Excerpts of location labeling data:
------
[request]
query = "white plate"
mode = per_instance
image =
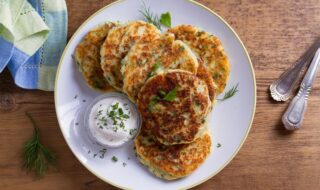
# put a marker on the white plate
(230, 121)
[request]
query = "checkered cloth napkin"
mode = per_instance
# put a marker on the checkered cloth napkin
(32, 37)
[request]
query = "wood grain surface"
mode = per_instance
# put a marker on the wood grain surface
(275, 32)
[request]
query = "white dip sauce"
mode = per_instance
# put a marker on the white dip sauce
(113, 121)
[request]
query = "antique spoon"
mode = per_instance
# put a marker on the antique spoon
(293, 117)
(282, 89)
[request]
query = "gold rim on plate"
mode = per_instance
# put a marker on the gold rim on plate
(252, 72)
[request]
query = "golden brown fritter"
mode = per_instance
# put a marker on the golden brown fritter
(117, 45)
(147, 59)
(208, 48)
(171, 162)
(175, 105)
(87, 56)
(204, 74)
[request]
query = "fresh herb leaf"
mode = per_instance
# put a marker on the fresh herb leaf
(165, 19)
(103, 152)
(230, 93)
(155, 68)
(36, 156)
(171, 95)
(114, 159)
(154, 100)
(150, 17)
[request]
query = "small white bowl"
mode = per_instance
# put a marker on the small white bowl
(132, 107)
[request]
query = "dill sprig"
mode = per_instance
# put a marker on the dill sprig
(230, 93)
(36, 157)
(149, 16)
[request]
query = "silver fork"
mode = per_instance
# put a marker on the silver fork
(282, 89)
(293, 117)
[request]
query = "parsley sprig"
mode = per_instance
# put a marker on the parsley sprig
(230, 93)
(164, 19)
(170, 96)
(36, 157)
(155, 68)
(117, 116)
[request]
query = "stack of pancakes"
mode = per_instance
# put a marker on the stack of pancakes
(173, 77)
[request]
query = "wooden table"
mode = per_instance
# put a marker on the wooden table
(275, 32)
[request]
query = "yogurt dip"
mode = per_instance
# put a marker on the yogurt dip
(112, 120)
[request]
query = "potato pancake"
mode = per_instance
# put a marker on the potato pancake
(208, 48)
(117, 45)
(87, 57)
(175, 105)
(147, 59)
(171, 162)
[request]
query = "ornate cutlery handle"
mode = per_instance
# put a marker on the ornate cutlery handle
(282, 88)
(293, 117)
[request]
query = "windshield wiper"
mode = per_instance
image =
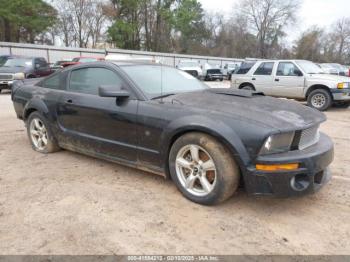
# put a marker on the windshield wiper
(162, 96)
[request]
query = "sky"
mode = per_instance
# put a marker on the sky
(313, 12)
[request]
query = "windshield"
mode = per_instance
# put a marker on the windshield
(309, 67)
(155, 80)
(18, 62)
(3, 60)
(188, 64)
(84, 60)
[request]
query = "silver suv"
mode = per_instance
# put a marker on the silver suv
(297, 79)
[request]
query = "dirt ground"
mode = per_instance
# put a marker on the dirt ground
(66, 203)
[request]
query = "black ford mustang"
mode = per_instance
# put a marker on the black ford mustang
(165, 121)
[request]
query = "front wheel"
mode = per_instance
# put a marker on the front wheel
(247, 87)
(320, 99)
(40, 134)
(203, 169)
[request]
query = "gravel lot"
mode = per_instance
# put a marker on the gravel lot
(66, 203)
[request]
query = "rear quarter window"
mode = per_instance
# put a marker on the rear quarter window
(53, 82)
(245, 68)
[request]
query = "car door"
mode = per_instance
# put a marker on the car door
(262, 78)
(289, 81)
(101, 126)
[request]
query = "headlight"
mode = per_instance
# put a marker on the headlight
(278, 143)
(19, 76)
(343, 85)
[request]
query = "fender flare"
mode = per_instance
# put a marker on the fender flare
(35, 104)
(198, 123)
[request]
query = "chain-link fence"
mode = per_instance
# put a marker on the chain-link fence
(53, 54)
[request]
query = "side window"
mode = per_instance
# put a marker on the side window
(288, 69)
(53, 82)
(245, 68)
(88, 80)
(265, 69)
(40, 63)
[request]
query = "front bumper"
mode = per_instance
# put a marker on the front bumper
(310, 177)
(6, 84)
(341, 94)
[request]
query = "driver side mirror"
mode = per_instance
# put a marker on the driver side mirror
(113, 91)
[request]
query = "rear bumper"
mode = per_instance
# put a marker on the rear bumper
(4, 84)
(310, 177)
(341, 94)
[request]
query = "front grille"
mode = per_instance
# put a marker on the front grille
(192, 72)
(214, 71)
(309, 137)
(6, 77)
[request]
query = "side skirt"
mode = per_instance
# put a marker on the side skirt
(137, 165)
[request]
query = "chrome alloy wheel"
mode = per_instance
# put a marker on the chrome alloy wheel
(196, 170)
(318, 100)
(38, 134)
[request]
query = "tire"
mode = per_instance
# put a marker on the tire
(209, 181)
(248, 87)
(320, 99)
(38, 129)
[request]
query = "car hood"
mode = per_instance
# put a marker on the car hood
(12, 70)
(325, 77)
(281, 114)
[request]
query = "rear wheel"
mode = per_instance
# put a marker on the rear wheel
(40, 135)
(320, 99)
(203, 169)
(248, 87)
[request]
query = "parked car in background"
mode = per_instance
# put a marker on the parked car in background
(206, 140)
(229, 69)
(81, 60)
(297, 79)
(337, 68)
(212, 72)
(17, 67)
(3, 59)
(58, 65)
(192, 67)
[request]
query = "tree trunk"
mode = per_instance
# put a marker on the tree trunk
(7, 30)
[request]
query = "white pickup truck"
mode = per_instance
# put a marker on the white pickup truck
(297, 79)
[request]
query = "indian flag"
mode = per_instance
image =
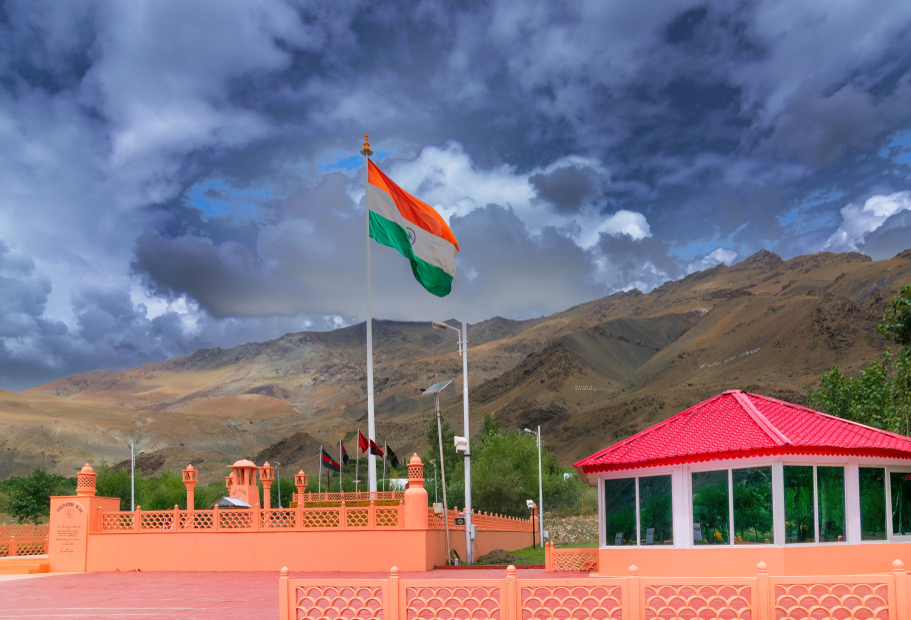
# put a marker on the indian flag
(403, 222)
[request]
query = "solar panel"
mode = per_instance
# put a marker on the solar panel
(436, 388)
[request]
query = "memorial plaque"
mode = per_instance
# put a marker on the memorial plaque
(67, 535)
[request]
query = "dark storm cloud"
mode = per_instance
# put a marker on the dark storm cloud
(567, 187)
(178, 173)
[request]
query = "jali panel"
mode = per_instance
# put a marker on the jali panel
(453, 602)
(339, 602)
(358, 517)
(158, 520)
(116, 521)
(278, 518)
(573, 561)
(235, 519)
(844, 601)
(387, 517)
(31, 548)
(202, 520)
(315, 517)
(575, 603)
(706, 602)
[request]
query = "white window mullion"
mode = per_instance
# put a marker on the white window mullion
(815, 505)
(731, 505)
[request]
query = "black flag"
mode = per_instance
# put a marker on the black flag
(393, 459)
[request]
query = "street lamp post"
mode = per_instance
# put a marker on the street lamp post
(132, 483)
(463, 351)
(540, 487)
(278, 477)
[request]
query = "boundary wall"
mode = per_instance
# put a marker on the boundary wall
(89, 533)
(761, 596)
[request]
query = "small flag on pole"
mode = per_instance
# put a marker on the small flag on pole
(415, 229)
(329, 462)
(393, 459)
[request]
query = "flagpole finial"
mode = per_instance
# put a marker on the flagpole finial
(366, 152)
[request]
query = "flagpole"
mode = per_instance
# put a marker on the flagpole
(371, 430)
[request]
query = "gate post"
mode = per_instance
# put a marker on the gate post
(634, 604)
(902, 604)
(761, 606)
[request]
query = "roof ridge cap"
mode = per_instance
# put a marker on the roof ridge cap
(835, 417)
(763, 422)
(645, 431)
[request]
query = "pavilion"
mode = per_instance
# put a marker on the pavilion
(742, 478)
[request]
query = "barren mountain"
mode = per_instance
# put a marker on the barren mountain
(589, 376)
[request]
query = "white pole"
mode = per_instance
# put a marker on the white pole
(371, 426)
(436, 404)
(469, 547)
(540, 492)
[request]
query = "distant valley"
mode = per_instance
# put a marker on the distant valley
(590, 375)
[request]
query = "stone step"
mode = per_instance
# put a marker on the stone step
(24, 566)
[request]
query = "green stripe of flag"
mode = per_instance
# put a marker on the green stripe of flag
(431, 277)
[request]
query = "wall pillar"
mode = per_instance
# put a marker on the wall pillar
(190, 478)
(267, 476)
(415, 496)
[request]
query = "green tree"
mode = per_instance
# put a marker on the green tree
(881, 395)
(30, 497)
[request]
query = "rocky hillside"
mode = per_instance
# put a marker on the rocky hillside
(589, 376)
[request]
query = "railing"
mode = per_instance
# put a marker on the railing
(484, 521)
(22, 530)
(255, 519)
(569, 560)
(360, 496)
(760, 597)
(23, 545)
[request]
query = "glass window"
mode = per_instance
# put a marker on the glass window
(711, 511)
(656, 524)
(830, 486)
(752, 505)
(872, 503)
(620, 511)
(798, 504)
(900, 483)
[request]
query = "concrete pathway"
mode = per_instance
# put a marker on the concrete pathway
(187, 596)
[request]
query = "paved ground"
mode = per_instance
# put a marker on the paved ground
(186, 596)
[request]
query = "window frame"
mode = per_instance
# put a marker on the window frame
(816, 541)
(890, 527)
(602, 525)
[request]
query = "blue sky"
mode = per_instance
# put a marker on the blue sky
(178, 175)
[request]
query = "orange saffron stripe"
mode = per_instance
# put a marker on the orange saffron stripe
(412, 209)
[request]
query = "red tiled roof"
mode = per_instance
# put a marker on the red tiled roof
(737, 425)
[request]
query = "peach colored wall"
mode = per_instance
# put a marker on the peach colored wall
(366, 551)
(726, 561)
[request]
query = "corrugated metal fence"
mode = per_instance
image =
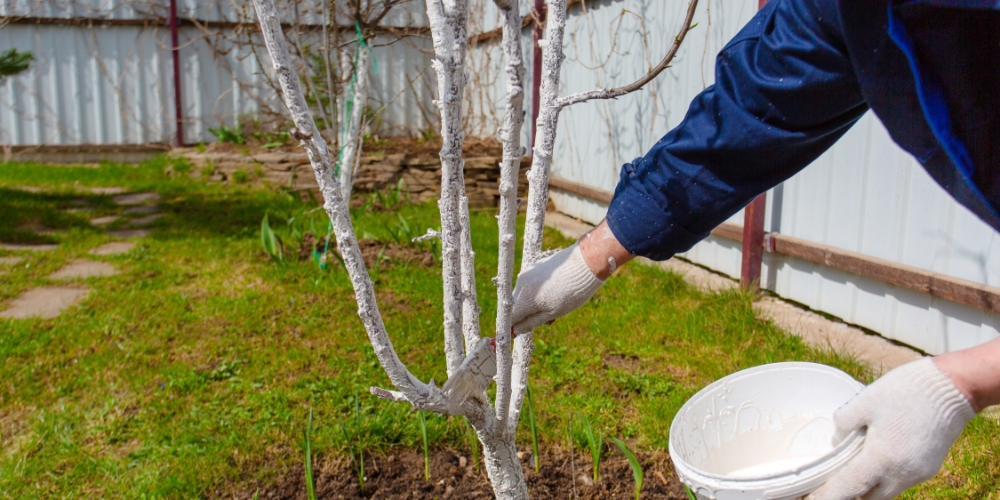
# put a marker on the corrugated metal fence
(865, 194)
(103, 73)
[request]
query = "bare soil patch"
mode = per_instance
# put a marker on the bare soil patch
(400, 474)
(371, 249)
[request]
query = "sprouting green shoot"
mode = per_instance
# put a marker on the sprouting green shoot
(636, 467)
(307, 438)
(470, 434)
(690, 493)
(534, 433)
(357, 458)
(427, 460)
(595, 441)
(361, 450)
(270, 241)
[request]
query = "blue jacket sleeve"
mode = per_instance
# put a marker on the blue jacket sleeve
(785, 91)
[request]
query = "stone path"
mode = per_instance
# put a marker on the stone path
(83, 268)
(142, 209)
(114, 248)
(33, 248)
(135, 198)
(44, 302)
(103, 221)
(49, 302)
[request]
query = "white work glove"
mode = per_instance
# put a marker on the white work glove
(551, 288)
(912, 415)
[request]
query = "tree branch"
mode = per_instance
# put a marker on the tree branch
(648, 77)
(417, 393)
(510, 136)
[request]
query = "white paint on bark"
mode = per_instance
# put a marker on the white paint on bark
(355, 133)
(448, 22)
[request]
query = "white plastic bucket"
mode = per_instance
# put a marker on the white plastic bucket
(763, 433)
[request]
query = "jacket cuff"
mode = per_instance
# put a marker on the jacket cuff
(643, 226)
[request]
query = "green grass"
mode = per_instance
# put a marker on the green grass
(193, 370)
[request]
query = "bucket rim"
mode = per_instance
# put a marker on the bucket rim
(851, 444)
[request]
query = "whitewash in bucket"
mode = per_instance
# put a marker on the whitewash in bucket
(763, 433)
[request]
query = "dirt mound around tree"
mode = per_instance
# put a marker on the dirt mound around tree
(400, 474)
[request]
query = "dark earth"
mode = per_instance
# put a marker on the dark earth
(400, 474)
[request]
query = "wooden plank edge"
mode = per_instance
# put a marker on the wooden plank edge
(581, 189)
(962, 291)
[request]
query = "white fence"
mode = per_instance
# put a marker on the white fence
(864, 195)
(111, 82)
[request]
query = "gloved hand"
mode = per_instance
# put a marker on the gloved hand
(551, 288)
(912, 415)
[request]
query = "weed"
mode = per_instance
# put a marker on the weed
(636, 467)
(233, 135)
(208, 169)
(427, 135)
(427, 455)
(240, 176)
(307, 444)
(473, 439)
(270, 241)
(690, 493)
(534, 433)
(356, 451)
(394, 196)
(595, 441)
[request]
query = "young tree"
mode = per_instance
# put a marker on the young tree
(473, 362)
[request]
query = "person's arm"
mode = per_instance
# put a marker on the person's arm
(785, 91)
(975, 372)
(911, 417)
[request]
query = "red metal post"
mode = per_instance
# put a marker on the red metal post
(753, 242)
(175, 52)
(753, 234)
(536, 66)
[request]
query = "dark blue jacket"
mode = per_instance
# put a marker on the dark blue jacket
(792, 82)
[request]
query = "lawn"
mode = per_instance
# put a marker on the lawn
(193, 370)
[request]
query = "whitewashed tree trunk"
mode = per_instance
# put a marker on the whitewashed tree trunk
(495, 427)
(355, 133)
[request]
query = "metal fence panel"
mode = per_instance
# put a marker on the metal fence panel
(865, 194)
(114, 84)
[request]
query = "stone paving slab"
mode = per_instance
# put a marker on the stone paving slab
(32, 248)
(44, 302)
(144, 221)
(84, 268)
(128, 234)
(114, 248)
(135, 198)
(142, 209)
(103, 221)
(107, 190)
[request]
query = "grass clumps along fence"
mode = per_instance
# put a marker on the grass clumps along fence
(193, 370)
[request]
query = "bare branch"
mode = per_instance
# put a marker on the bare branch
(648, 77)
(417, 393)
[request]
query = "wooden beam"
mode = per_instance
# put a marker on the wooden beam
(581, 189)
(958, 290)
(753, 243)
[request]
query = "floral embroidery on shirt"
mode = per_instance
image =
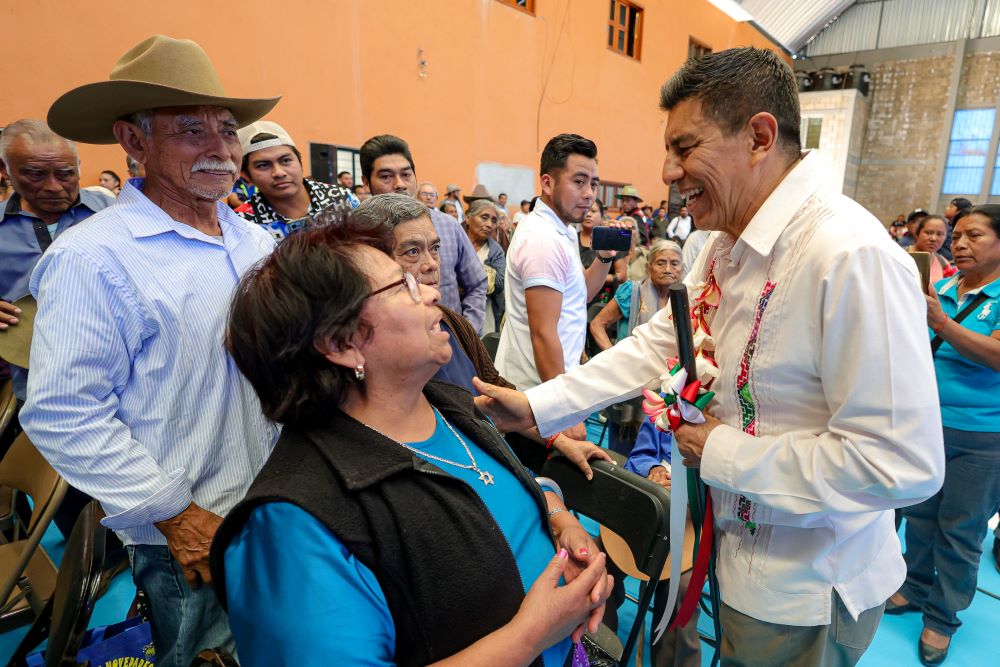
------
▶ _WHAT THIS TASK INVOLVES_:
Filter the records down to the lines that contain the string "cutlery", and reproduce each such line in full.

▶ _ANSWER FOR THIS EXERCISE_:
query = "ornate cutlery handle"
# put a marker on the ornate cutlery handle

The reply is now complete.